Reproduce every one of the lines below word for word, leaving out the pictures.
==== Dataset
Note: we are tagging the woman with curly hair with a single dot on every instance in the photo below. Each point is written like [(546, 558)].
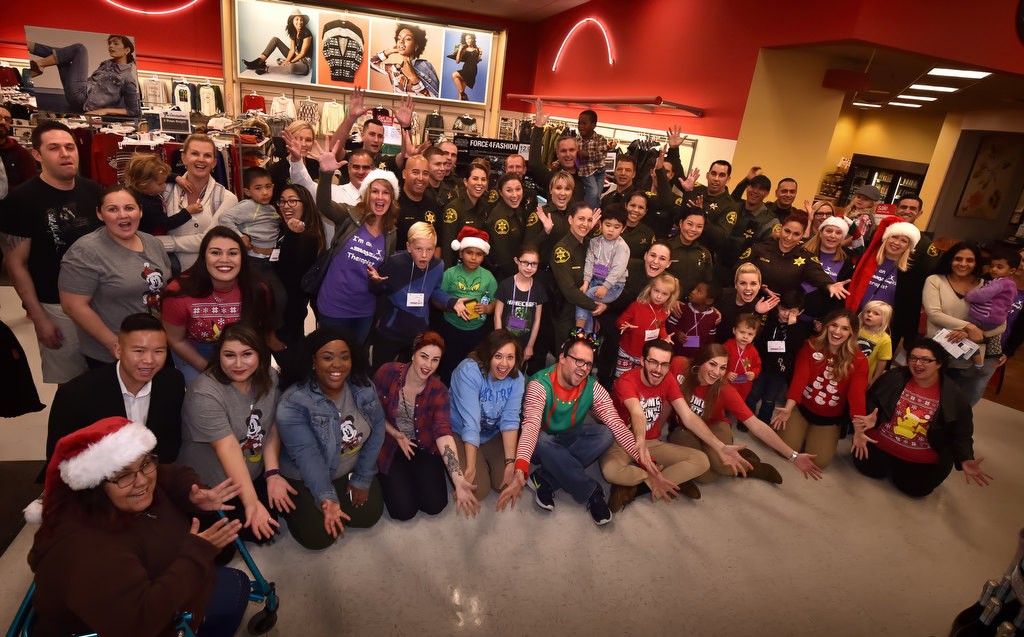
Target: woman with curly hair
[(297, 57), (827, 388), (401, 64)]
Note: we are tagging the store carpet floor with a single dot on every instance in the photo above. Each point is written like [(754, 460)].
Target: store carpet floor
[(19, 487)]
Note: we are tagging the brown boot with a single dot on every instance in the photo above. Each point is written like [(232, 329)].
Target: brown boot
[(621, 496)]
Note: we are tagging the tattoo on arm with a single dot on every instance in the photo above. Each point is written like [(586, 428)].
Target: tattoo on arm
[(451, 461)]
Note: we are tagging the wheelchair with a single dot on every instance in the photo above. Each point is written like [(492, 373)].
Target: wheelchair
[(260, 591)]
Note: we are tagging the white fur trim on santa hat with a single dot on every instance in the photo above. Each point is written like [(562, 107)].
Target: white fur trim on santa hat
[(840, 222), (108, 456), (471, 242), (378, 174), (903, 228)]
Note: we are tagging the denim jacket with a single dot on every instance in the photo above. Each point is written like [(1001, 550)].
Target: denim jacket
[(310, 428)]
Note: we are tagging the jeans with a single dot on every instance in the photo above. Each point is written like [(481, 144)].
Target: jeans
[(73, 67), (564, 458), (227, 603), (592, 187), (767, 389), (610, 295)]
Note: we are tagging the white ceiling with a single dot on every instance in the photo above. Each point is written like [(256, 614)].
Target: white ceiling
[(520, 10)]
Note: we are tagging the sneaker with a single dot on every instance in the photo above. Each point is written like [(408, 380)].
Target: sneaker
[(621, 496), (599, 508), (544, 496)]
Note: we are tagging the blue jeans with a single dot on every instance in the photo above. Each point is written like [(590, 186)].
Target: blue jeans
[(564, 458), (767, 389), (73, 67), (610, 295), (592, 188), (227, 603), (358, 327)]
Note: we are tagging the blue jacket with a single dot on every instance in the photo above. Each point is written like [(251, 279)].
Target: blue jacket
[(481, 407), (309, 427)]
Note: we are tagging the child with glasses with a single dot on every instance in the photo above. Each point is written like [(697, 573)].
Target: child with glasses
[(520, 301)]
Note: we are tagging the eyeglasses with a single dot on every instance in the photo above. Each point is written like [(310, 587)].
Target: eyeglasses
[(128, 478), (580, 363)]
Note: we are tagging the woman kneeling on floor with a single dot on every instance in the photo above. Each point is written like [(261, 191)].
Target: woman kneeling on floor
[(711, 398), (920, 426), (332, 428), (120, 549), (417, 419)]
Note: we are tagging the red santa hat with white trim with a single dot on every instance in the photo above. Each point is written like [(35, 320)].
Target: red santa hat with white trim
[(87, 457), (470, 237)]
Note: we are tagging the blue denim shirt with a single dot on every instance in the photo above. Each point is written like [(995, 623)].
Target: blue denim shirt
[(309, 427)]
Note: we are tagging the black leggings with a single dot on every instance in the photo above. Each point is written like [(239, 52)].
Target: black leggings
[(416, 484), (913, 478)]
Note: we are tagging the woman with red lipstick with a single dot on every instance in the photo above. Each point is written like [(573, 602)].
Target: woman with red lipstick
[(419, 449), (827, 388), (215, 292), (227, 429), (110, 273)]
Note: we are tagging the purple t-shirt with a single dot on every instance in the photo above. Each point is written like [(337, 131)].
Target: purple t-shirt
[(882, 287), (830, 264), (345, 292)]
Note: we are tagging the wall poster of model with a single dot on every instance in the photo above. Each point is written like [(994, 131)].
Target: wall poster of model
[(82, 72), (343, 55), (406, 57), (278, 42), (467, 59)]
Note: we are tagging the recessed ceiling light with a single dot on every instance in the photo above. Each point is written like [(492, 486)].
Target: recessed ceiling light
[(932, 87), (960, 73)]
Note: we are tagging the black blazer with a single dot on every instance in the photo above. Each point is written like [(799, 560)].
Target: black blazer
[(96, 394)]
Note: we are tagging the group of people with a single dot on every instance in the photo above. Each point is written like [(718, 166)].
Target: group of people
[(495, 327)]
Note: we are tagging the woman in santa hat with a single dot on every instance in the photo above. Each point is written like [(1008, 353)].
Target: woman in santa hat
[(120, 550)]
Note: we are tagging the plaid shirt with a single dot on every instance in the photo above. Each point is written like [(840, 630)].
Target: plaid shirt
[(594, 149), (431, 415)]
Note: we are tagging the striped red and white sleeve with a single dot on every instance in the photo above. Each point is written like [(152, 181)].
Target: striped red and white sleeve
[(531, 410), (605, 411)]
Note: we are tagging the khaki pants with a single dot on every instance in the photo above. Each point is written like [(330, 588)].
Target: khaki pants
[(680, 464), (817, 439), (722, 431), (64, 364), (489, 464)]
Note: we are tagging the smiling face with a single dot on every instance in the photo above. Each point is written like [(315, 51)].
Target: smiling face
[(200, 158), (425, 362), (656, 260), (120, 213), (503, 362), (223, 261), (239, 362), (137, 497), (713, 371), (476, 183), (512, 194), (332, 365), (748, 286), (790, 236), (636, 210)]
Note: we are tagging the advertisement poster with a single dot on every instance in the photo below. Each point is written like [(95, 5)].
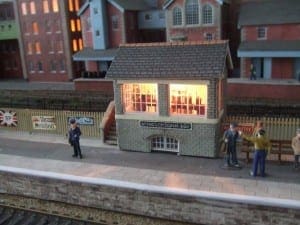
========
Problem solution:
Note: we are tagging the woman with curly hair with a single dot on every instance in the photo below. Each point is written like [(546, 558)].
Target: woman with curly hair
[(297, 57), (827, 388), (401, 64)]
Note: we are tagging the store carpet floor with a single dot on every instance in the photo above. Each point is written like [(754, 460)].
Target: store carpet floor
[(19, 487)]
Note: we are tagging the brown boot with a single dot on every instance in the photo above. Each point is written like [(232, 329)].
Target: brown boot
[(621, 496)]
Note: we are tagging the tattoo on arm with a single dot on every instance in the photo above. Each point is written like [(586, 428)].
Target: tattoo on arm
[(451, 461)]
Note: we are tagging the wheelchair with a single dot on every instance in the photo above. Each point is written like [(492, 373)].
Target: wheelchair
[(260, 591)]
Note: we are tagging the white fur trim on santa hat with a single dot on every instance in the photo above. Each point is written like [(562, 107)].
Target: white fur trim on santa hat
[(840, 222), (108, 456), (471, 242), (378, 174), (903, 228)]
Note: we are tagging the denim jacket with a single dot on every instance in the photo above. Each point is written like [(1001, 550)].
Target: denim jacket
[(310, 428)]
Note: we are tagging the jeans with a single dot on every instance in the photo above. Each point is written like [(481, 144)].
Target: jeans
[(73, 67), (564, 458), (227, 603), (592, 187), (767, 389), (610, 295)]
Note: we are tagging the white ceiling with a single dot on every instance in the photo above. Each point is written like [(256, 614)].
Target: white ceiling
[(520, 10)]
Note: we are tagging the sneaker with a single dot on every instance in the photo above. Each point is written like [(408, 380)].
Target: sneaker
[(621, 496), (599, 508), (544, 496)]
Note: we are tagging the blue jeans with a single dot on every instance in the photo above. Each point is written like [(590, 186)].
Target: blue jeans
[(564, 458), (767, 389), (73, 67), (610, 295), (592, 188), (227, 603), (358, 327)]
Note: we are tagging the blue jacket with a single dot on every instance in the photo above. Each point is written like [(251, 279)].
Target: blue jacket
[(481, 407), (309, 427)]
Note: we are tagging the child with glasses with a single dot on every instance in the photo above. Each point is written like [(697, 573)].
Target: child with glasses
[(520, 301)]
Note: we are tagging the eyeglasses with a single dot on every instance in the photo above. Each point is written like [(310, 587)].
Target: eyeglasses
[(128, 478), (580, 363)]
Note: we are tagging the woman kneeling on floor with a single dot on every instance in the photo above. Each point is written like [(261, 191)].
Target: woman kneeling on floor
[(711, 398), (920, 426), (332, 428), (120, 549), (417, 419)]
Note: we are tagging the red santa hat with white trim with a single dot on every instance in the photo above. Each point is written like [(35, 320)].
Target: red santa hat with white trim
[(87, 457), (470, 237)]
Note: we are tagging the blue denim shirt with a single dot on every instance in the photo above. Each point is written like [(995, 623)].
Target: blue denim shirt
[(309, 427)]
Note: we are tagging the black leggings with a single dot on every instance in the photo above. Each point is written like [(239, 52)].
Target: black leggings
[(416, 484), (913, 478)]
Note: we are tagging the woman with red lipstick with a single dot on every instance in the photo above. Each point is written like [(573, 602)].
Target: woman with red lipstick
[(419, 449), (827, 388), (215, 292), (227, 429), (110, 273)]
Note: we are tagging the purple t-shirt with a single dot on every instance in the photo above. Each point is written like [(337, 131)].
Target: purple t-shirt
[(882, 287), (830, 264), (345, 292)]
Note: we are tagging the wall poster of model with a single dot on every instance in the photo above. Each point is written like [(994, 131)].
Target: wall poster of model
[(82, 72), (343, 55), (406, 57), (278, 42), (467, 59)]
Note: we are tagging the recessed ceiling light with a single dot on every instance in the photo above. Each point is written like [(492, 486)].
Target: recessed ceiling light
[(932, 87), (960, 73)]
Note: we are tagging the black blazer with a single dot on every instance in the photo above. Each point is written like [(799, 560)].
Target: black blazer
[(96, 394)]
Note: we are tagging the group of people with a single dot on every instance in the photo above. Each point is written like [(718, 166)].
Target: group of people
[(495, 327)]
Note: we are tagging the woman in santa hat with a single dot on every instance in the photo above. Each point is written like [(1008, 353)].
Target: woman in santa hat
[(120, 550)]
Note: we are tagging the plaid shirt with a single dot on every instance in the photo above. Each point is written like [(840, 630)].
Target: plaid shirt
[(594, 149), (431, 415)]
Note: we are tagging the striped red and white sleeve with a single dot on every instance in the photo above. Each point is written like [(152, 181)].
Target: striped red and white sleeve
[(531, 410), (605, 411)]
Note: we are tagging the khaki pants with a single dot on every instance in the photo above. Each point is written like [(330, 588)].
Target: khaki pants
[(680, 464), (817, 439), (722, 431), (64, 364), (489, 464)]
Note: we are tagging the smiling face with a single dot on every instance in the photo above. Each point is written like [(315, 51)].
Target: smiling face
[(200, 158), (425, 362), (656, 260), (120, 213), (503, 362), (223, 261), (239, 362), (137, 497), (713, 371), (476, 183), (512, 194), (332, 365), (748, 286), (790, 236), (636, 210)]
Note: we are tagging the advertisement poster with a single dot on every instance in the photo below. Each point is written like [(95, 5)].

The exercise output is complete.